• **Enunciado**:
Por favor, reproduce textualmente el tramo del listado que sigue, desde su comienzo hasta la línea que contiene "positive clicks: (225, 230)", con ambos extremos incluidos.
»»
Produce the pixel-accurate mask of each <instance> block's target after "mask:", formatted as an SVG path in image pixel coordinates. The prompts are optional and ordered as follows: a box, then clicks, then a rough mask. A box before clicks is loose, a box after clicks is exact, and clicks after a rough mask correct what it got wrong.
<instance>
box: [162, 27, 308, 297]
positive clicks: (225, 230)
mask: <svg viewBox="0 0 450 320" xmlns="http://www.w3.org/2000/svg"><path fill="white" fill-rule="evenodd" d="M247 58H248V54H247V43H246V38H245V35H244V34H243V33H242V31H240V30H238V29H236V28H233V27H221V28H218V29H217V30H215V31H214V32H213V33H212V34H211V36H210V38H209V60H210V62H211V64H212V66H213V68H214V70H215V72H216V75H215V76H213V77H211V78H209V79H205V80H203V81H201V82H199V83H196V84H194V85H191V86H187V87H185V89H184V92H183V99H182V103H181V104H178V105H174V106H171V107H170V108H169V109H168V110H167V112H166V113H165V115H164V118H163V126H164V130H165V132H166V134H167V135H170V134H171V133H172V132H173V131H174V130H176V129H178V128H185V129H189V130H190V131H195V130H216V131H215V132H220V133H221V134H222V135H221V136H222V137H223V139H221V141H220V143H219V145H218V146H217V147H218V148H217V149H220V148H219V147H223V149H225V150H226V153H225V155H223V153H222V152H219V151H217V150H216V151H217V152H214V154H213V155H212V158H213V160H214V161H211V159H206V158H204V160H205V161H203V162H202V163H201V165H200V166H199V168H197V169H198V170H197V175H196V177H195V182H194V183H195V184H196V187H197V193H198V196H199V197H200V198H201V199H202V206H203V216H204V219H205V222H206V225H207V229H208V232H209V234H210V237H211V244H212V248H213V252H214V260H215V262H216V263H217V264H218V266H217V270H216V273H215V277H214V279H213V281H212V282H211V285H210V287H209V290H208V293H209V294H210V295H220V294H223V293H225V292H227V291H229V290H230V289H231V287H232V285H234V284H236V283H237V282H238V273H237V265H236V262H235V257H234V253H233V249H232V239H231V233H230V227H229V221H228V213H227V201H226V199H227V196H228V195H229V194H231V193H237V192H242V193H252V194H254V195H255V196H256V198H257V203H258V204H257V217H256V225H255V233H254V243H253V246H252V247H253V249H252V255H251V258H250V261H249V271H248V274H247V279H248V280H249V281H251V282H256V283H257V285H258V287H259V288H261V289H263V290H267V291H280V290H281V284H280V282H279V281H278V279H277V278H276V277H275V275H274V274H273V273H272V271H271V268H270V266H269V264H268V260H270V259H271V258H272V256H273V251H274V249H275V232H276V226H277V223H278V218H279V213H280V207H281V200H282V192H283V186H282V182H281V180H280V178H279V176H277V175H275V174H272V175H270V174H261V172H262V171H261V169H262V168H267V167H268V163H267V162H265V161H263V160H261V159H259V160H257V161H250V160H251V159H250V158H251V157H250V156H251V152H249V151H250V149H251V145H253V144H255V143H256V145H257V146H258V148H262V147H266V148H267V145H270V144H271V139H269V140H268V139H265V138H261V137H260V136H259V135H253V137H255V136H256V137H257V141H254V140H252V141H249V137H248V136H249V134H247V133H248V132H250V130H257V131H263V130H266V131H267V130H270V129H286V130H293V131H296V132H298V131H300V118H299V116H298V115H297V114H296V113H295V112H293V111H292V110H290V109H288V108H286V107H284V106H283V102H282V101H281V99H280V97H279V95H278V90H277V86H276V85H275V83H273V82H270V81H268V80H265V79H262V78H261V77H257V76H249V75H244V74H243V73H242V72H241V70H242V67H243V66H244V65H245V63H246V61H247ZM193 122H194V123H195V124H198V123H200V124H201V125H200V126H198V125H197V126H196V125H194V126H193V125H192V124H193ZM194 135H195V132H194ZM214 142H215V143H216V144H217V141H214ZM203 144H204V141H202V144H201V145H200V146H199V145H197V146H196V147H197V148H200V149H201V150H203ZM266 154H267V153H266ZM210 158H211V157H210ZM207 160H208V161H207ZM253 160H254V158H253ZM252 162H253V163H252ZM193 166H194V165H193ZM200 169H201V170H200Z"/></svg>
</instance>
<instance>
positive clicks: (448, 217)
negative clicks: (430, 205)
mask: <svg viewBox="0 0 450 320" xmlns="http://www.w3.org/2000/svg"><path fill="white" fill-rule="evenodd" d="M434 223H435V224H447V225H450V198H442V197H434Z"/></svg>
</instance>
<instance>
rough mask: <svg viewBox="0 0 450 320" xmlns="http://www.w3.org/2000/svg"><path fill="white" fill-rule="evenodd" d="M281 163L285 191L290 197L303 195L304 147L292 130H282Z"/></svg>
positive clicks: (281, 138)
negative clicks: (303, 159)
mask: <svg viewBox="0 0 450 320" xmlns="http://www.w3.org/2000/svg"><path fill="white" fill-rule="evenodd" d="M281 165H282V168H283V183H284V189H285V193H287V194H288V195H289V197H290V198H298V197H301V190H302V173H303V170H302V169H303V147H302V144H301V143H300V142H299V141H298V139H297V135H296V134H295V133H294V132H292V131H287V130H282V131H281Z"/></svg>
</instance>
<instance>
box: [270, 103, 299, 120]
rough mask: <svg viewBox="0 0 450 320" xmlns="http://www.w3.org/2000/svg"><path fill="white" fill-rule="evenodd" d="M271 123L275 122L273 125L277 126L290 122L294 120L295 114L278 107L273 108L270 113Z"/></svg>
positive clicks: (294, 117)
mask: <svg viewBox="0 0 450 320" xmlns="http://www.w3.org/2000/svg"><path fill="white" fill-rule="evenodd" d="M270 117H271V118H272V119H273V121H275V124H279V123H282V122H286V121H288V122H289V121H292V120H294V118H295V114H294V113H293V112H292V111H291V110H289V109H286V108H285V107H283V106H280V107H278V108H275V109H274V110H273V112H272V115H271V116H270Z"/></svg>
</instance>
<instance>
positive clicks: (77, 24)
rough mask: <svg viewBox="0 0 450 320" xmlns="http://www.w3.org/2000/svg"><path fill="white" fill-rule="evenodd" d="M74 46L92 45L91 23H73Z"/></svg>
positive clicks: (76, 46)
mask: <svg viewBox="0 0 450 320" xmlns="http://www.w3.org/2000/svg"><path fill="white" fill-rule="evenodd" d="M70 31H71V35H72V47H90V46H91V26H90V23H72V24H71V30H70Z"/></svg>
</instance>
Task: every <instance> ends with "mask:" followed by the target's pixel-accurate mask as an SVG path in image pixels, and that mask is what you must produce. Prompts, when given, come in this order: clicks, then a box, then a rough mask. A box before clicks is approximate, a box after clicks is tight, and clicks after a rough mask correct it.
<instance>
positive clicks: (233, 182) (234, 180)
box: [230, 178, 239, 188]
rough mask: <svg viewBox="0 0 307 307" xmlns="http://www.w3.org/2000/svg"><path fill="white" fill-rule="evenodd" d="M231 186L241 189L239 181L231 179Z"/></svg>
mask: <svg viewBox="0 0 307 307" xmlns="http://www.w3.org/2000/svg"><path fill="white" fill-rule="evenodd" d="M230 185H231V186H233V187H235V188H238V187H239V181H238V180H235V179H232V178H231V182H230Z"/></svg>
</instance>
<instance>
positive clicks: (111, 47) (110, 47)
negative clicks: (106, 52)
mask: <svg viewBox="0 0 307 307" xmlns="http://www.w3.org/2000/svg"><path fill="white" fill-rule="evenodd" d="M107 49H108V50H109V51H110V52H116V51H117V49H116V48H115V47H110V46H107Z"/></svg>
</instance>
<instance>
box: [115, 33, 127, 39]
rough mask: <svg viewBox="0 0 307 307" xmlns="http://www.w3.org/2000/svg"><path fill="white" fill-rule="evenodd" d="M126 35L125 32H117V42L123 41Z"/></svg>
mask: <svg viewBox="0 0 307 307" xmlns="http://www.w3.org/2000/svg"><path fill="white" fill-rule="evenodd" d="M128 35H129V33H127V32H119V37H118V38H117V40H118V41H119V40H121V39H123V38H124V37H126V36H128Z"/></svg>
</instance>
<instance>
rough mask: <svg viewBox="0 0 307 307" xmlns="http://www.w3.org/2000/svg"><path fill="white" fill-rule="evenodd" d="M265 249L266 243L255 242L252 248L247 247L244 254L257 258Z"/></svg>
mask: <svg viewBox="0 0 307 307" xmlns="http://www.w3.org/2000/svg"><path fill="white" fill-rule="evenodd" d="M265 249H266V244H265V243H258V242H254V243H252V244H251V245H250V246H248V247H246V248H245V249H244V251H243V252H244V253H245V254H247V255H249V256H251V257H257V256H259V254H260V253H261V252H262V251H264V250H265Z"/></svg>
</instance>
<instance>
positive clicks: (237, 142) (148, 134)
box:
««
• **Respuesta al ejercicio**:
Produce the pixel-accurate mask of each <instance> block's target after "mask:", formatted as an SVG path in image pixel coordinates. The prompts are optional and ordered as follows: a box, then clicks, then a rough mask. A box before clicks is loose, a box after clicks is exact, and clicks after a rough mask correct what it got wrong.
<instance>
box: [162, 27, 308, 297]
positive clicks: (225, 230)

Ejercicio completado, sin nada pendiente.